━━━ Data supplied ━━━

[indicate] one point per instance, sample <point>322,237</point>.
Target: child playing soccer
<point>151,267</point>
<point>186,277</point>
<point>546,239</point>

━━━

Output every line of the items above as a Markdown table with the columns Row and Line, numbering the rows in order and omitting blank lines.

| Row | Line |
|---|---|
| 1 | [indicate] one point per instance, sample <point>322,237</point>. |
| 2 | Target: child playing soccer |
| 3 | <point>151,267</point> |
| 4 | <point>186,277</point> |
| 5 | <point>546,239</point> |